### Exercise aim
Locate every line in the records below that contains the word "tent", and copy each such line.

Entries from an annotation dataset
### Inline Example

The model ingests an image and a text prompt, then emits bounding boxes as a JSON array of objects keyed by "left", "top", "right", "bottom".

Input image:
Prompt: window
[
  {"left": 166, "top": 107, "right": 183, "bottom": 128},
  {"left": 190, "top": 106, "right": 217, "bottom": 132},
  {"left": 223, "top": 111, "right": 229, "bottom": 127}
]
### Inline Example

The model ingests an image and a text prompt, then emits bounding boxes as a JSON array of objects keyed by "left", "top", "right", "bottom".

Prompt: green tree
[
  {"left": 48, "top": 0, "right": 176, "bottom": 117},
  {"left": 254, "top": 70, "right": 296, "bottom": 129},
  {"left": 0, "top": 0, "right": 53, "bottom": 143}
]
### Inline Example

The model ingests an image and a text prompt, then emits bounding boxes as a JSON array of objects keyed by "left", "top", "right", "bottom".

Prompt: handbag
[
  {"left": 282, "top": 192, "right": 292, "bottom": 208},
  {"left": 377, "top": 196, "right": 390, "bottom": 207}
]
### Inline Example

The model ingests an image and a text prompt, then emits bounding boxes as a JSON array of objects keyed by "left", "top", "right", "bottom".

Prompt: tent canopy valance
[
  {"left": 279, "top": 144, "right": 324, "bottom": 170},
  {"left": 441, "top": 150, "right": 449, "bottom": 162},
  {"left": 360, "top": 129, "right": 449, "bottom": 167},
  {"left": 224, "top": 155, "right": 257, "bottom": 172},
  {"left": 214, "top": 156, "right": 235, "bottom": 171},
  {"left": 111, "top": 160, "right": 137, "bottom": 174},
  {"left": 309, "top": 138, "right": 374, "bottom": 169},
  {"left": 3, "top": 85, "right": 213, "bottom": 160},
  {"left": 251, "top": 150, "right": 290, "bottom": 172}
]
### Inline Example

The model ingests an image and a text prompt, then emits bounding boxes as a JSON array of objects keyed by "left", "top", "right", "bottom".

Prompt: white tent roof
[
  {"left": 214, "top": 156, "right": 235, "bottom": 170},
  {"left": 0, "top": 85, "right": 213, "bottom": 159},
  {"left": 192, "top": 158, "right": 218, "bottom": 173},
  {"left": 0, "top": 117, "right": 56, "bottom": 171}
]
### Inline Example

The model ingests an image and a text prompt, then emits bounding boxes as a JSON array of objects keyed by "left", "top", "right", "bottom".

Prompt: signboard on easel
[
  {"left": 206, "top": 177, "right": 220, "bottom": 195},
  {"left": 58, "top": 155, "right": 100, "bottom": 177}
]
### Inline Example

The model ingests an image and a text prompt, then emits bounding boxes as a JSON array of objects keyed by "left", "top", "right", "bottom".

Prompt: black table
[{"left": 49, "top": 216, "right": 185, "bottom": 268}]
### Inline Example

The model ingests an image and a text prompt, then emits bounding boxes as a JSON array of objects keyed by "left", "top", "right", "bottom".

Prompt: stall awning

### Exercise solution
Prompt: tent canopy valance
Prompt: white tent roof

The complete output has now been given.